◆ **Your tasks**
a - From the passage on the 2019 Toronto film festival, quote the stretch from "Joker proved just" through "to unhinged oddballs.".
b - Answer these questions using the passage on the 2019 Toronto film festival:
(i) At which festival did Joker win the top prize?
(ii) Which actor plays the mentally ill comedian?
(iii) According to the passage, what did the best Toronto movies show more of than Joker?

** start of Selected excerpt **

One of the defining moments of the 2019 Toronto International Film Festival happened thousands of miles away, in Italy. On Saturday — day three of the fest — the news broke that that the grim-'n'-gritty comic book thriller Joker had won the top prize at the Venice Film Festival. Joker hadn't screened in Toronto yet, but fest-goers were already abuzz. Did a movie about a Batman super-villain really just win one of international cinema's biggest awards? Could it become an Oscar contender? Had the movie world gone as mad as the real world?
Joker proved just as divisive after its TIFF premiere. Joaquin Phoenix's nervy performance as a mentally ill comedian is undeniably remarkable, but many critics (myself included) found the movie tedious until its final 20 minutes, when the title character drags a whole city into his psychosis. Only at the end does Joker's warmed-over hash of Taxi Driver and Fight Club come to a point, having to do with the media's at-times dangerous attraction to unhinged oddballs.
Still, while Joker will undoubtedly find some fervent fans, the film felt out of place at his year's TIFF. In 2019, the best Toronto movies did indeed grapple with serious subjects: like fascism, corruption, divorce, income inequality, and the end-times. But they did so with more creativity, wit, and showmanship than Joker.

** end of Selected excerpt **
** start of Dataset extract **

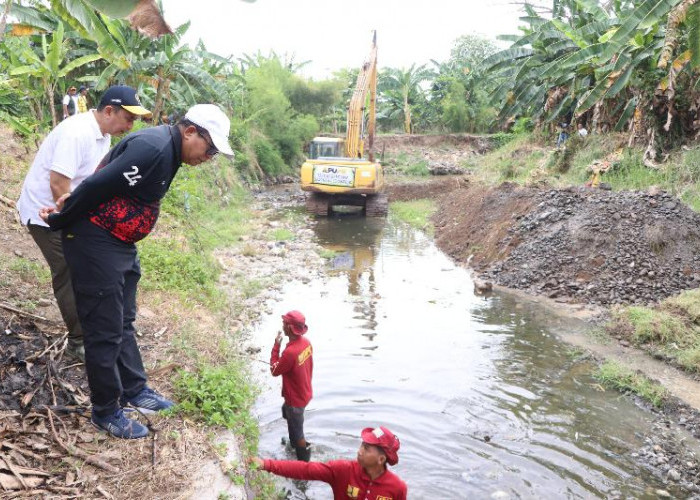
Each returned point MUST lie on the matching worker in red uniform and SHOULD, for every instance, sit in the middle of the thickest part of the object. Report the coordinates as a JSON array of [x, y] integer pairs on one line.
[[296, 367], [367, 478]]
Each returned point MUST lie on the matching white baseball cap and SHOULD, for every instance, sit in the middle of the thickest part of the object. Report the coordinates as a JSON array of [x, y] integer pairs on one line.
[[213, 120]]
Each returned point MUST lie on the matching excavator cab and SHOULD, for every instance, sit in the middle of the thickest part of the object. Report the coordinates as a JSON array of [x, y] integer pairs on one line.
[[341, 172], [326, 147]]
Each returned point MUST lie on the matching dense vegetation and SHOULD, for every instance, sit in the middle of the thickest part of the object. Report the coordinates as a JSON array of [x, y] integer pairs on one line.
[[625, 65], [48, 48]]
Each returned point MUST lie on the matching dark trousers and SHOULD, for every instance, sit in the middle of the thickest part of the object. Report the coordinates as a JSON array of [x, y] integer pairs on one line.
[[105, 274], [49, 242]]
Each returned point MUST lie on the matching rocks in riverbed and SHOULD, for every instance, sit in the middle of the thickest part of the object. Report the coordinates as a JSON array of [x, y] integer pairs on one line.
[[602, 247]]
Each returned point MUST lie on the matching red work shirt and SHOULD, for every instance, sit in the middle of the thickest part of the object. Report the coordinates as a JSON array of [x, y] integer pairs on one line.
[[296, 367], [346, 477]]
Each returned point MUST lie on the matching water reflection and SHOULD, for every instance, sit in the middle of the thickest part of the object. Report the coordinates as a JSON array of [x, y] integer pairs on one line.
[[484, 398]]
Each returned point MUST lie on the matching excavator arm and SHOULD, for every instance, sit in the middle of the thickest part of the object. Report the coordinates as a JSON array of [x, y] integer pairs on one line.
[[366, 83]]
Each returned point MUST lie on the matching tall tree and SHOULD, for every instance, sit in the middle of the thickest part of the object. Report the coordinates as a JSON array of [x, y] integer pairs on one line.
[[49, 65]]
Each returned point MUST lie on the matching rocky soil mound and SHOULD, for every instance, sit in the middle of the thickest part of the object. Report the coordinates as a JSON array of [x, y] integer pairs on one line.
[[577, 244]]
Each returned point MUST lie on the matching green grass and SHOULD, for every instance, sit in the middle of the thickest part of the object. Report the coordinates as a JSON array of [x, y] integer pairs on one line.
[[327, 254], [29, 270], [206, 208], [220, 396], [615, 376], [281, 234], [409, 164], [671, 329], [170, 265], [514, 161], [686, 304], [653, 326], [416, 213]]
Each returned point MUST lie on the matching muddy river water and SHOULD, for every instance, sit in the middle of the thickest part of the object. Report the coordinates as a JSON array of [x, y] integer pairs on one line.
[[485, 399]]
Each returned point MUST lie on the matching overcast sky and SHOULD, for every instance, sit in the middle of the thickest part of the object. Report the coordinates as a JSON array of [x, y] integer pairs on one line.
[[335, 34]]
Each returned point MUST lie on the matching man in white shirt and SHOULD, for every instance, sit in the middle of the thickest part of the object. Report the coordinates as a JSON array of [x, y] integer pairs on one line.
[[69, 154], [70, 103], [582, 130]]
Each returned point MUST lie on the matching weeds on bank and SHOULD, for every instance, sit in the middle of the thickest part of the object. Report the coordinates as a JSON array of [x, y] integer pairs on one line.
[[671, 329], [409, 164], [28, 270], [615, 376], [325, 253], [206, 208], [220, 396], [416, 213], [281, 234]]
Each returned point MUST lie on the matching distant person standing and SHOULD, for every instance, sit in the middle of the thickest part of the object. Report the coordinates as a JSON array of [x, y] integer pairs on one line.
[[296, 367], [368, 477], [69, 154], [582, 132], [82, 99], [70, 103]]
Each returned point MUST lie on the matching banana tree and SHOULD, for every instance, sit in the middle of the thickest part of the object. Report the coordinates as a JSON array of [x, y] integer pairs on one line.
[[405, 83], [169, 63], [49, 65]]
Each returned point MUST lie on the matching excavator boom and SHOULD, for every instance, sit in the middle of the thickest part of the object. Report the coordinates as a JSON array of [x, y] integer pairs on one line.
[[336, 172], [366, 83]]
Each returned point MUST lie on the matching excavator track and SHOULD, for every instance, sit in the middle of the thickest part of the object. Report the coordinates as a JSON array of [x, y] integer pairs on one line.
[[318, 204], [377, 205]]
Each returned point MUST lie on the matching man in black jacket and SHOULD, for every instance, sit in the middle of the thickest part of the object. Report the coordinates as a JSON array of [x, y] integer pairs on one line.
[[101, 221]]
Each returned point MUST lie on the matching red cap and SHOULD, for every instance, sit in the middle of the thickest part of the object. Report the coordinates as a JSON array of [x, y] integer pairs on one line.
[[296, 321], [385, 439]]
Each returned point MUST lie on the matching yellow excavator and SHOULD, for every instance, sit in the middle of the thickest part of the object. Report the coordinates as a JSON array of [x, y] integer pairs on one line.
[[336, 172]]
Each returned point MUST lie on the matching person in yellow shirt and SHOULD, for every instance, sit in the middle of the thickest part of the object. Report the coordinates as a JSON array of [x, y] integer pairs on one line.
[[82, 100]]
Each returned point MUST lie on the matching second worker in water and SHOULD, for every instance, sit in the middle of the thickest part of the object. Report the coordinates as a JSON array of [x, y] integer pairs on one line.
[[296, 367]]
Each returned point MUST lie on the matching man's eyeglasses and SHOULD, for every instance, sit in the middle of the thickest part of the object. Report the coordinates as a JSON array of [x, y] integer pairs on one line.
[[212, 150]]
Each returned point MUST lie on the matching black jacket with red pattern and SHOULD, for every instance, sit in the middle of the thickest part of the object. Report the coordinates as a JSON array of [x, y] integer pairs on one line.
[[123, 195]]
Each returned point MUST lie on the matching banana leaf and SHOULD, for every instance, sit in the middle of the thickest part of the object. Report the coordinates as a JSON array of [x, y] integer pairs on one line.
[[647, 14], [694, 35], [626, 114]]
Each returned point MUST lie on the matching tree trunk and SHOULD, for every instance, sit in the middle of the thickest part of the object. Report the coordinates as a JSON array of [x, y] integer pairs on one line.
[[158, 101], [49, 96], [406, 115], [3, 20]]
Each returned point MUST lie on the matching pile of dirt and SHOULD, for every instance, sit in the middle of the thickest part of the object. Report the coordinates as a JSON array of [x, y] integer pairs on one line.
[[397, 142], [410, 191], [577, 244]]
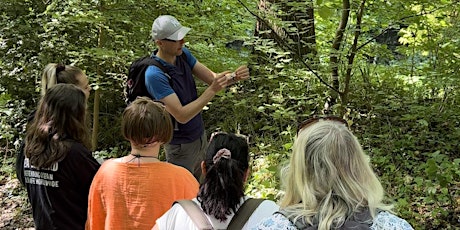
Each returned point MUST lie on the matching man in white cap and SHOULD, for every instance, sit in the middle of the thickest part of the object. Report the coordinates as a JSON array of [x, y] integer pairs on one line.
[[180, 97]]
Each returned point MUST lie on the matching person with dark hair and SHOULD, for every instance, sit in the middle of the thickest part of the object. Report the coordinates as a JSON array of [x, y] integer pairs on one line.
[[329, 183], [226, 169], [59, 167], [131, 192], [53, 74]]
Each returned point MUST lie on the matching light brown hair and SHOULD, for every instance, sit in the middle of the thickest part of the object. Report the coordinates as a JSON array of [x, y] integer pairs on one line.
[[60, 120], [145, 121]]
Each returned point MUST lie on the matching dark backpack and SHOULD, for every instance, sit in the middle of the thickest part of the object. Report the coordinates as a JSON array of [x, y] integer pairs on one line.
[[135, 84]]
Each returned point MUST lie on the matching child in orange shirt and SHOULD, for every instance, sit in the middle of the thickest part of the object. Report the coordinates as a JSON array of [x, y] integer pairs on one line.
[[131, 192]]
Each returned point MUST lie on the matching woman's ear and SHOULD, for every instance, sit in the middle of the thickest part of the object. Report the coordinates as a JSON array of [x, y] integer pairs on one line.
[[203, 168]]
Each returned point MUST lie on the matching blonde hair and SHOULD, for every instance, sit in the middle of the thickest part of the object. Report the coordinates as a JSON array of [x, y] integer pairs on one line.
[[68, 75], [329, 177], [145, 121]]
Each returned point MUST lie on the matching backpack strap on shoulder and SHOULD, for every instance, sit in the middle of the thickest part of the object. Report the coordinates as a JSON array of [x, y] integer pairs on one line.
[[244, 212], [196, 214]]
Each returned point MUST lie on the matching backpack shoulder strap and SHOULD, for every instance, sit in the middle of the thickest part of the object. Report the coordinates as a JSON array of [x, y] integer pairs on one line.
[[153, 61], [299, 224], [196, 214], [243, 213]]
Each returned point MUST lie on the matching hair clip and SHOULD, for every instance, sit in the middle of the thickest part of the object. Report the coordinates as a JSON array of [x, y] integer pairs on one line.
[[59, 68]]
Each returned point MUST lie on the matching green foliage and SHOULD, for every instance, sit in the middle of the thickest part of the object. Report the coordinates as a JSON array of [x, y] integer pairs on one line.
[[402, 102]]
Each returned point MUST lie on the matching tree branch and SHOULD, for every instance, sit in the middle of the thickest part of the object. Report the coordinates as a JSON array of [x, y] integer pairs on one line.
[[286, 47]]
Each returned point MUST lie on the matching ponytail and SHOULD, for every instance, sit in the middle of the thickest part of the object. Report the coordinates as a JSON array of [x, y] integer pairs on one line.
[[59, 73], [226, 165]]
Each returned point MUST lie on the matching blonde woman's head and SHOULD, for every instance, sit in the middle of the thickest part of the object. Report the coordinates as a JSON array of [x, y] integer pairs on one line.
[[329, 176]]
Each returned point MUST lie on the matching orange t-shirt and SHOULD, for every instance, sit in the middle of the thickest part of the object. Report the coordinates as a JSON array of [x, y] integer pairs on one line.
[[132, 196]]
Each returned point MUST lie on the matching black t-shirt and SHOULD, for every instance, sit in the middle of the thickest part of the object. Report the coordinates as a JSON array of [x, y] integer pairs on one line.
[[59, 194]]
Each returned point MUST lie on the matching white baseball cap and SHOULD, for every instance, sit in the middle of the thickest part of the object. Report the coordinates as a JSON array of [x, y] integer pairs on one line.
[[167, 26]]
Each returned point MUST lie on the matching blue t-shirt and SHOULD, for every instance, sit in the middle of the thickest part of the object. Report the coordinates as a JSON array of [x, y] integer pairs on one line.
[[183, 85]]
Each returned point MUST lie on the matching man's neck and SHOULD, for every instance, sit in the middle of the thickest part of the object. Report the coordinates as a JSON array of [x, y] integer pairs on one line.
[[171, 59]]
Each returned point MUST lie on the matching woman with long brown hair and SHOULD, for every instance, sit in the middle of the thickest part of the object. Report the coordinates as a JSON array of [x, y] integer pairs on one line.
[[59, 167]]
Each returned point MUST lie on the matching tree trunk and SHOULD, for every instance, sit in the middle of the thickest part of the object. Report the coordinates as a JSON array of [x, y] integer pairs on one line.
[[334, 56]]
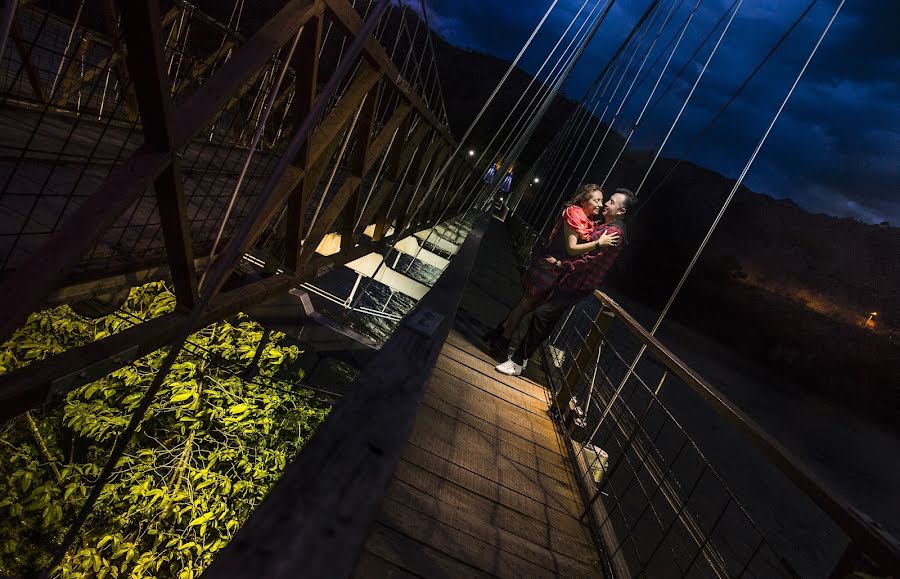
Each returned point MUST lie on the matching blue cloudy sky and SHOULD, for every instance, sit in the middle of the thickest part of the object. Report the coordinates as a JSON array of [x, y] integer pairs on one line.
[[836, 147]]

** end of Dataset extract **

◆ **Solutions to the problems**
a -
Joker proved just as divisive after its TIFF premiere. Joaquin Phoenix's nervy performance as a mentally ill comedian is undeniably remarkable, but many critics (myself included) found the movie tedious until its final 20 minutes, when the title character drags a whole city into his psychosis. Only at the end does Joker's warmed-over hash of Taxi Driver and Fight Club come to a point, having to do with the media's at-times dangerous attraction to unhinged oddballs.

b -
(i) The Venice Film Festival.
(ii) Joaquin Phoenix.
(iii) Creativity, wit, and showmanship.